§ **Challenge A**
Print the part of the weightlifting memoir starting at "Eventually I talked" and ending at "were talking about.".
§ **Challenge B**
Answer these questions from the weightlifting memoir:
(i) How old did you have to be to enter the weight room at the local Y?
(ii) Who brought the narrator an old set of weights?
(iii) What name was given for the record holder at the Power Lifting meet?
§ **Challenge C**
Pick up the weightlifting memoir after its last sentence and keep writing.

§ **Page text**
------------

I was a fat ten year old kid, but longed to be otherwise, to be strong and well-muscled like the guys in the magazine.  At the local Y, however, the weight room was in the basement, and was forbidden to kids my age, as if it were a bar, or a whorehouse.  You had to be eighteen to enter.  One time the door opened, and I saw a huge guy moving away from the squat racks, getting ready to squat with what looked like four hundred pounds.  He glanced at me as if to say, Get away from here kid.  My longing to enter that room was almost erotic.  I wanted to be strong, and able to take care of myself.  I wanted to be a weightlifter.

Eventually I talked to my father, who talked to my uncle, who brought me an old set of weights he had around.  We put them in my basement and I started to work out.  It became a habit of my youth.

I still had a fascination with that larger world of weightlifting, and one Saturday at the Y there was a Power Lifting meet I wanted to attend.  They charged admission, I found out to my disgust.  They charged an amount that I didn’t want to pay.  But if I stood at the top of a stairway, where the guy taking tickets couldn’t see me, I could see through the door to what was happening down on the gym floor.  Every time they announced a new lift, in a new weight class, they said, “Record held by Bruno.”  They didn’t bother with his last name.  Everybody knew who they were talking about.

------------

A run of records
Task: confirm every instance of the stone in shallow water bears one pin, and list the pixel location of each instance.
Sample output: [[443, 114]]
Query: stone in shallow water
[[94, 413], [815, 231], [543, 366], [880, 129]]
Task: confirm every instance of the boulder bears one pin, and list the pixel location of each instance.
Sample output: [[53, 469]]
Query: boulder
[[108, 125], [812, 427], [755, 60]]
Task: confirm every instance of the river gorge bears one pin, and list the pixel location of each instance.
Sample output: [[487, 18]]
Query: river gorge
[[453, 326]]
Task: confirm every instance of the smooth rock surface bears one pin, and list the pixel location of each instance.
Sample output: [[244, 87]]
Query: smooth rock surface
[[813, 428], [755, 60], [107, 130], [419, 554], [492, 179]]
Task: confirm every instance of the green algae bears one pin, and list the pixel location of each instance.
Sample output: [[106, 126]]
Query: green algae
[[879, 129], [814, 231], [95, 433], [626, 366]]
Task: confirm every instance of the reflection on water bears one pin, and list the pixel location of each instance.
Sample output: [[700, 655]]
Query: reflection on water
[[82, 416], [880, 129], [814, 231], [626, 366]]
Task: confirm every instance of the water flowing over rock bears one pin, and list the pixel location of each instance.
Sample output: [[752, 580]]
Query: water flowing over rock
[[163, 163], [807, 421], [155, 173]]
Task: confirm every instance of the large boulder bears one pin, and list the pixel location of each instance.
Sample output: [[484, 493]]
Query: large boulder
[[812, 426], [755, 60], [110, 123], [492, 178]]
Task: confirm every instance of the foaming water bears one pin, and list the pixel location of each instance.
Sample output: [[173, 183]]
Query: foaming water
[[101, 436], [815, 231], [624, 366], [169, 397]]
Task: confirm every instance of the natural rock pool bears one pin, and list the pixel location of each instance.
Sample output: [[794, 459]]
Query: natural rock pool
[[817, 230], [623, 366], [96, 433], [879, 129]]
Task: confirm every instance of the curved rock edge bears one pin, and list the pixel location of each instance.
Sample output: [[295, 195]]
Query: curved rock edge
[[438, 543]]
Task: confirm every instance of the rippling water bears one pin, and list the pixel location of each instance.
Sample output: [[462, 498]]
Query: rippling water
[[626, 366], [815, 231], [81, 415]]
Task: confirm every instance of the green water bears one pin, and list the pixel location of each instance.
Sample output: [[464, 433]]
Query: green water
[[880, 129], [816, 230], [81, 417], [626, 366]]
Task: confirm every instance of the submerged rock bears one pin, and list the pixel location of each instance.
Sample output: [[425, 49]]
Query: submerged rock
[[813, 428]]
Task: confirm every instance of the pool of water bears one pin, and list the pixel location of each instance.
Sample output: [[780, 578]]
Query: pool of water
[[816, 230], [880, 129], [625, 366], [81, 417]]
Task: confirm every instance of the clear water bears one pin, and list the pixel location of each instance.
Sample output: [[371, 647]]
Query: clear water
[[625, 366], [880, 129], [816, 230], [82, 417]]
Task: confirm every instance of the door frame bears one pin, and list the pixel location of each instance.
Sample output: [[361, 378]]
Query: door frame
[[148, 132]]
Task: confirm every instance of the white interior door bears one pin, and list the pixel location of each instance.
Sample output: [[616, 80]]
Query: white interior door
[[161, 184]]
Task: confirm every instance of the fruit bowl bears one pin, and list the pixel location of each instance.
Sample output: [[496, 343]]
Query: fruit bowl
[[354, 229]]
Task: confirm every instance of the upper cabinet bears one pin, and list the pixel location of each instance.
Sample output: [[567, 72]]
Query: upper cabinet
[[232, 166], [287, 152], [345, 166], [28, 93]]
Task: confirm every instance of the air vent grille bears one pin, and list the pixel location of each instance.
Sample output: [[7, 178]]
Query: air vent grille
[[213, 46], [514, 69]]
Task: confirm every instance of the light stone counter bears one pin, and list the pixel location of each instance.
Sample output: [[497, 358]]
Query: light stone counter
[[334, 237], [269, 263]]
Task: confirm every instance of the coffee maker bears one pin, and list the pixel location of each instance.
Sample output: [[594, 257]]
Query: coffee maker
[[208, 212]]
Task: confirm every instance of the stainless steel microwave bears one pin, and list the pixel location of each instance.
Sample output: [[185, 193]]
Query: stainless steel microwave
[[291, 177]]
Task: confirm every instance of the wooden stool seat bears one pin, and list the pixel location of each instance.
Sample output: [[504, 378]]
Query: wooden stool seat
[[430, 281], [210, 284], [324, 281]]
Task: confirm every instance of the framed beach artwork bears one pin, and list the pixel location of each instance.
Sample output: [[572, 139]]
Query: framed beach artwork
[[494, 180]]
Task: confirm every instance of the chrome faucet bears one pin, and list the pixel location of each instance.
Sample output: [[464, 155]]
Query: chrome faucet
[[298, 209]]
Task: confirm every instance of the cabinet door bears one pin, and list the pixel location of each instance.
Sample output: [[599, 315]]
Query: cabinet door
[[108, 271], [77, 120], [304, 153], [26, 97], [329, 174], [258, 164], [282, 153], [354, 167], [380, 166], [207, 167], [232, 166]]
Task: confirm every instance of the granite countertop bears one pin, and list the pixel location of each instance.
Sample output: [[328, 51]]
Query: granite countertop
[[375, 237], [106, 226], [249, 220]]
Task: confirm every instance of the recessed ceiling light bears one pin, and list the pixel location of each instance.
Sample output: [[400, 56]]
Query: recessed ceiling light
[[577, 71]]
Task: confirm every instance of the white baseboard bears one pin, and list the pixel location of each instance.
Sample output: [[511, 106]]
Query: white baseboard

------------

§ **Task answer A**
Eventually I talked to my father, who talked to my uncle, who brought me an old set of weights he had around.  We put them in my basement and I started to work out.  It became a habit of my youth.

I still had a fascination with that larger world of weightlifting, and one Saturday at the Y there was a Power Lifting meet I wanted to attend.  They charged admission, I found out to my disgust.  They charged an amount that I didn’t want to pay.  But if I stood at the top of a stairway, where the guy taking tickets couldn’t see me, I could see through the door to what was happening down on the gym floor.  Every time they announced a new lift, in a new weight class, they said, “Record held by Bruno.”  They didn’t bother with his last name.  Everybody knew who they were talking about.

§ **Task answer B**
(i) Eighteen
(ii) The narrator's uncle
(iii) Bruno

§ **Task answer C**
Bruno Sammartino was the proverbial 97 pound weakling (actually, he began at more like 87) who made himself into a new man.  He had grown slight because he nearly starved in Italy during the Second World War, after which his family moved to Pittsburgh.  He took on the task of building his body the way everybody else did, but he really did it.  By the time he graduated from high school he weighed 235 pounds.  He held records in all the weight classes he’d passed through.

It wasn’t long before Bruno appeared on “Studio Wrestling,” the local show in the Pittsburgh area, then moved on to wrestle in New York and other places.  Talk about a local boy making good.  The guy who had once walked into the Y to lift in the Bantamweight class was now selling out Madison Square Garden.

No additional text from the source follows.